▸ Document source:
Par ce portrait nous apprenons que l’oncle Mamadou était un homme soigneux de sa personne et très pratiquant de sa religion, un homme « civilisé » et respectueux de la tradition.

Marie « était métisse, très claire de teint, presque blanche en vérité, et très belle, sûrement la plus belle des jeunes filles de l’école primaire supérieure ; à mes yeux, elle était belle comme une fée ! Elle était douce et avenante, et de la plus admirable égalité d’humeur. Et puis elle avait la chevelure exceptionnellement longue : ses nattes lui tombaient jusqu’aux reins. » (p.182-183)

La beauté de Marie enivrait Camara Laye et ensorcelait tous les compagnons, qui mouraient d’envie de sortir avec elle. Mais cette dernière n’avait d’yeux que pour Camara Laye et vice-versa. A sa beauté s’ajoutait la bonté. Cette description vise à faire comprendre au lecteur le degré d’attachement de ces deux personnages.

 

Check Omar :

Camara Laye décrit cet ami dont l’aspect extérieur reflète un mal intérieur certain : « Mais n’était-il que surmené ? Il avait mauvais teint et il avait les traits tirés…Non, me dit Kouyaté, Check est malade. Il est sans appétit et il maigrit, et malgré cela son ventre enfle… (p.204)

▸ Extrait source:
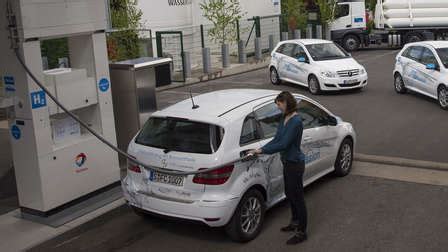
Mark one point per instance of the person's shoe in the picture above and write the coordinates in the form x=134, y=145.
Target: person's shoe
x=297, y=238
x=288, y=228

▸ Votre consigne:
Réécrivez sous forme de liste le paragraphe du document source qui commence par « La beauté de Marie enivrait », en conservant ses faits essentiels. La liste constitue un matériau distinct du document source.

▸ Résultat attendu:
- La beauté de Marie enivrait Camara Laye et ensorcelait tous les compagnons, qui mouraient d'envie de sortir avec elle.
- Marie n'avait d'yeux que pour Camara Laye, et lui que pour elle.
- À sa beauté s'ajoutait la bonté.
- Cette description vise à faire comprendre au lecteur le degré d'attachement de ces deux personnages.